Your tasks
1. According to the Point Pleasant passage, in what year did Mrs. Mary Hyre pass away?
2. Print the section of the Point Pleasant passage that begins with the words containing "People ask me" and ends with "in a flash.", character for character.

Supplied text
I heard the sound of a woman weeping in the background.

“A woman just came in. Her husband is missing,” Mary whispered.

After we hung up I sat for a long time by my big glass windows, looking out over the lights of Manhattan Island. For one long year my life had been intertwined with the lives of the people of Point Pleasant. I had been led into relationships and events that seemed to follow a structured pattern beyond my control. Even beyond my understanding.


I had stood on those distant hills and watched those wretched bouncing lights mock me. In the months ahead there would be many changes in the lives of those who had been touched by the Garuda. Roger and Linda Scarberry would divorce, as would Woodrow Derenberger who, in what has become a tradition among contactees, would remarry ... this time to a beautiful young woman who was also a contactee. They would slip away to obscurity in another state. Others would eventually suffer nervous breakdowns and undergo long periods of hospitalization.


A few would even commit suicide.

Death would claim too many of the participants in the dramas of 1967. Mrs. Mary Hyre passed away in 1970. Ivan T. Sanderson left us in 1973. Dr. Edward U. Condon, Fred Freed, and many others would be gone long before the tenth anniversary of the appearance of the winged thing in front of the old power plant. Some of the people who viewed the tall, hairy red-eyed monsters died within six months.


Even Mr. Apol staged an odd departure, acting out a charade with the Men in Black that left him broken in spirit. He wasted away like a human suffering from a stroke until there was nothing left but his Cheshire smile.

Out there in the night those puzzling spheres of light still ply their ancient routes in the Mississippi and Ohio valleys. A new generation of young people stand on the hilltops, expectantly scanning the skies. Their elders, jaded by nearly thirty years of signs and wonders, no longer scoff. Believers in extraterrestrial visitants and saviors from outer space are now welcomed on the most respectable television shows to broadcast their propaganda for that imaginary world with its superior technology and its marvelously stupid representatives who adopt the names of ancient gods and moan they are prisoners of time.

People ask me still if I know what the future holds. But, just as I used Socratic irony in my investigations, I can only admit like Socrates that the more I learn the less I know. My glimpses of the future were all secondhand and were frequently garbled by accident or design.

All of the generations before ours were infested with false prophets, workers of wonders, and signs in the sky. In a sense, each generation is truly the Last Generation from their microscopic viewpoint. But our modern electronic communications and sophisticated press agentry have given present-day prophets tools the ancients lacked. Ideas, no matter how bizarre or fallacious, can span the world in a flash.


And there are always people ready to rally to any banner, no matter how absurd. In recent years we have seen a worldwide revival of interest in psychic phenomena and the supernatural. Stern no-nonsense scientists now drag their beards to Loch Ness to search for the -monster, while others comb the woods of the Northwest seeking the Sasquatch, and still others soberly discuss robots from outer space with Mississippi fishermen.


But gradually all these men are being drawn closer and closer to ontology; to an examination of the question that lies beyond the simplistic,

“Can these things be?”

The real question is,

“Why are there these things?“

Like Mr. Apol and his merry crew of mischief-makers, we do not know who we are or what we are doing here. But we are slowly learning. Once we begin looking beyond the mere manifestations we will finally glimpse the real truth. Belief has always been the enemy of truth; yet, ironically, if our minds are supple enough, belief can sometimes open the door.

After spending a lifetime in Egyptian tombs, among the crumbling temples of India and the lamaseries of the Himalayas, endless nights in cemeteries, gravel pits, and hilltops everywhere, I have seen much and my childish sense of wonder remains unshaken.


But Charles Fort’s question always haunts me:

“If there is a universal mind, must it be sane?"

Information given
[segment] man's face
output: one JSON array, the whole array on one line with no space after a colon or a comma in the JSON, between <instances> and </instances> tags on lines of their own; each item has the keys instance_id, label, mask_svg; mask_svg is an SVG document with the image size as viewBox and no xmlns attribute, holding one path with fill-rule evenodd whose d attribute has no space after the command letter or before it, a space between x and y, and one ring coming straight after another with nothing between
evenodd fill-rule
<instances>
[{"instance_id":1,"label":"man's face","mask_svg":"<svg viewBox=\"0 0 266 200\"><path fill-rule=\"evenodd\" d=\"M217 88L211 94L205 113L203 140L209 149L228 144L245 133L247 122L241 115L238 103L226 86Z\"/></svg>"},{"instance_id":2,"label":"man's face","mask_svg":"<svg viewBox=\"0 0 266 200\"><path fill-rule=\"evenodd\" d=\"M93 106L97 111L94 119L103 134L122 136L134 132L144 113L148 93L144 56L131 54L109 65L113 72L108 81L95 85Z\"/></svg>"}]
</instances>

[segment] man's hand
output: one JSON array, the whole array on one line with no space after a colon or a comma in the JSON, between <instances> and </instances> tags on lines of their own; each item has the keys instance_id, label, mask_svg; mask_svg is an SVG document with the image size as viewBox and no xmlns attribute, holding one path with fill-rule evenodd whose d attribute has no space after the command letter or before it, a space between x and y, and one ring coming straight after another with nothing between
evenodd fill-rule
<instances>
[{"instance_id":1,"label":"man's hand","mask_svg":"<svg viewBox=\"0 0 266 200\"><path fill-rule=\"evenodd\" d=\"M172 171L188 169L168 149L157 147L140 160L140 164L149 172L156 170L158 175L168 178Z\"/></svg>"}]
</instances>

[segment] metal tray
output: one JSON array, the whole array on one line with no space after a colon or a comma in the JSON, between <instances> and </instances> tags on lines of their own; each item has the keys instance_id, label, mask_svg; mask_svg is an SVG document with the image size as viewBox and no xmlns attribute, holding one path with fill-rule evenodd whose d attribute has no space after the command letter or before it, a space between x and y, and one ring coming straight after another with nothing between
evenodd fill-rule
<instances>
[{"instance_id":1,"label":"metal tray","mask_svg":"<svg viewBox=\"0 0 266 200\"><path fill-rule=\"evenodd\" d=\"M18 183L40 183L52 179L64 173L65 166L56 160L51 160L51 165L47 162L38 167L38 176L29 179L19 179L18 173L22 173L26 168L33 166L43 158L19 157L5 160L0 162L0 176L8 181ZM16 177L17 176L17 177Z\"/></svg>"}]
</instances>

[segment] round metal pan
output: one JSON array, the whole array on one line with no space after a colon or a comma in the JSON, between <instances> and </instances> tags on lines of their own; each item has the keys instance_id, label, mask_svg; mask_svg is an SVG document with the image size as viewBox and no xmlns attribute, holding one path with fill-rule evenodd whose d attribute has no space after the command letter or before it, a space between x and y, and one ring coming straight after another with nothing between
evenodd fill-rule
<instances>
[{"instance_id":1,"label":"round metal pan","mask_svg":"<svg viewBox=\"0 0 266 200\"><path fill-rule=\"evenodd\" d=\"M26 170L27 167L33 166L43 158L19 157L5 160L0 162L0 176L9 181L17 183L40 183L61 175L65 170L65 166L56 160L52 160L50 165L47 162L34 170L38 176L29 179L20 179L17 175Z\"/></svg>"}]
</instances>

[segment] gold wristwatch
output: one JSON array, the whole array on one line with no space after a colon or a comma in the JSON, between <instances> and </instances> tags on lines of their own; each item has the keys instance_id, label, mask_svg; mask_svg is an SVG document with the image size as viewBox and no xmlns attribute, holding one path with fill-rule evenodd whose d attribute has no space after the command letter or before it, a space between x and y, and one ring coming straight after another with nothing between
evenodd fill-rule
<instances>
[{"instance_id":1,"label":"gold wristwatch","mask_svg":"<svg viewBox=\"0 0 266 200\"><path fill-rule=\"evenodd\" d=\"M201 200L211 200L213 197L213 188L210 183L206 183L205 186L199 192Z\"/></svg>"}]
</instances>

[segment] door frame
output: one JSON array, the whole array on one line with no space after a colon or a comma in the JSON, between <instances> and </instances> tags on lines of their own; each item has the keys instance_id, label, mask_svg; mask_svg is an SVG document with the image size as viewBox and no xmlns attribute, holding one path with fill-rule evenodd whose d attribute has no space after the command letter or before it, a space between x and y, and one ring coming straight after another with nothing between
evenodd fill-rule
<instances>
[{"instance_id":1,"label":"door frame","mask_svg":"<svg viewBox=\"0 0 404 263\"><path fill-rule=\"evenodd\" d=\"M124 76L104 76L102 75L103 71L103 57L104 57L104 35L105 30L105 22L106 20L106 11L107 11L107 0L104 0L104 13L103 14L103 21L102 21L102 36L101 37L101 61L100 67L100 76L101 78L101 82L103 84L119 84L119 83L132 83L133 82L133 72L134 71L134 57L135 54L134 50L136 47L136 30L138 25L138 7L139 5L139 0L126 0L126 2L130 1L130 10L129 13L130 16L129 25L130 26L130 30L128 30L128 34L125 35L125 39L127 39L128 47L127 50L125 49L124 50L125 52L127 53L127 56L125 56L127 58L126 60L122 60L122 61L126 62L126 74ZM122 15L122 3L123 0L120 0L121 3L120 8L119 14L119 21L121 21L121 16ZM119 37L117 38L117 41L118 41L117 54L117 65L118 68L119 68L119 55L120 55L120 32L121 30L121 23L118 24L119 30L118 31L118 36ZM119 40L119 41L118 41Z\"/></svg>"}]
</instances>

Exercise solutions
1. 1970

2.
People ask me still if I know what the future holds. But, just as I used Socratic irony in my investigations, I can only admit like Socrates that the more I learn the less I know. My glimpses of the future were all secondhand and were frequently garbled by accident or design.

All of the generations before ours were infested with false prophets, workers of wonders, and signs in the sky. In a sense, each generation is truly the Last Generation from their microscopic viewpoint. But our modern electronic communications and sophisticated press agentry have given present-day prophets tools the ancients lacked. Ideas, no matter how bizarre or fallacious, can span the world in a flash.